Could you update all of the records below by changing every "photograph" to "image" and keeping everything else the same? Leave the pictures out of your answer.

• **Excerpted data**:
━━━━━━━━━━━━━━━━━━━━
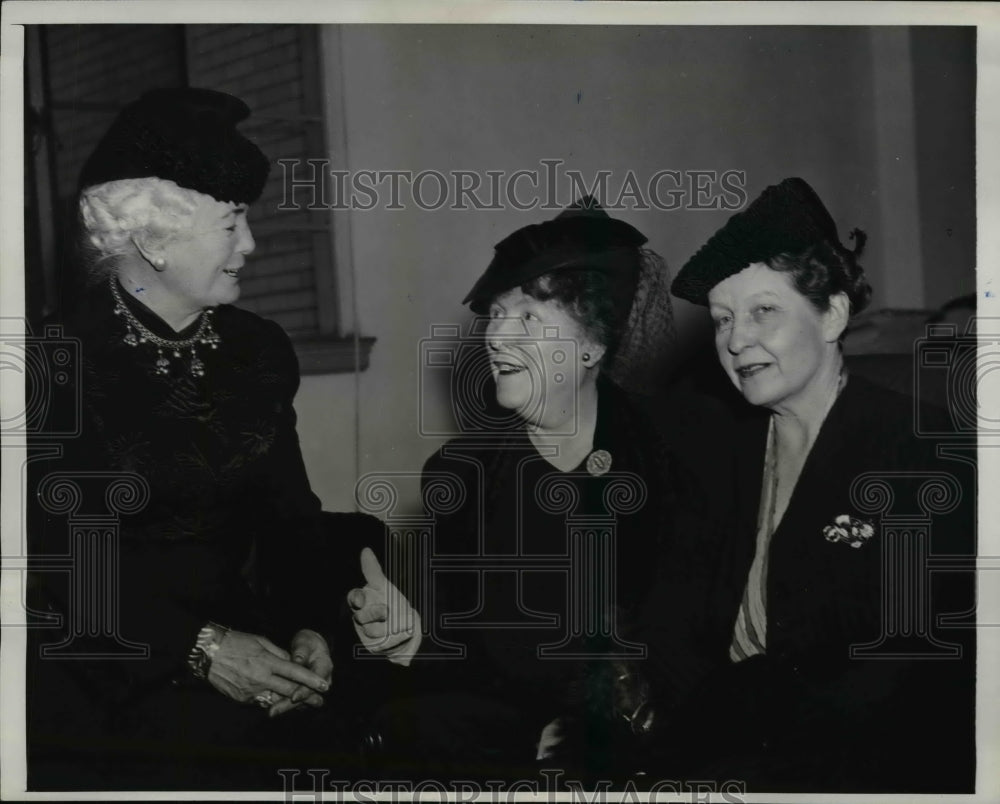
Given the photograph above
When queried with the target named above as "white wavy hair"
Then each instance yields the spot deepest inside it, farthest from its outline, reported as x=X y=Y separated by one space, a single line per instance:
x=149 y=211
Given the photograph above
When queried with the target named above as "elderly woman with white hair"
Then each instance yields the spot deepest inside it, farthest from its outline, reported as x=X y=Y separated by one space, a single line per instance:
x=228 y=574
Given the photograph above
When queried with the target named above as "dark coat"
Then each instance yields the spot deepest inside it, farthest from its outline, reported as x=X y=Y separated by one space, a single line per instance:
x=808 y=716
x=231 y=532
x=481 y=714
━━━━━━━━━━━━━━━━━━━━
• **Written solution**:
Given the image above
When queried with the target named above as "white wavy hair"
Then each instance yields the spot deepest inside it, farthest from its outline, reported as x=X y=Y separated by one space, a single line per instance:
x=149 y=211
Given the image above
When queried with the target named above as "elderly woman with white hair"
Then each instance yields the spot deepest inside it, farthest from its outline, reported as x=X y=Y separated by one space, a single line per instance:
x=228 y=574
Given the image above
When queried with the target named above as "dark coat"
Then each instance yields the spot deepest inside it, farthest from its outline, reported as x=X y=Y separated by one space, a single line per instance:
x=808 y=716
x=231 y=532
x=481 y=714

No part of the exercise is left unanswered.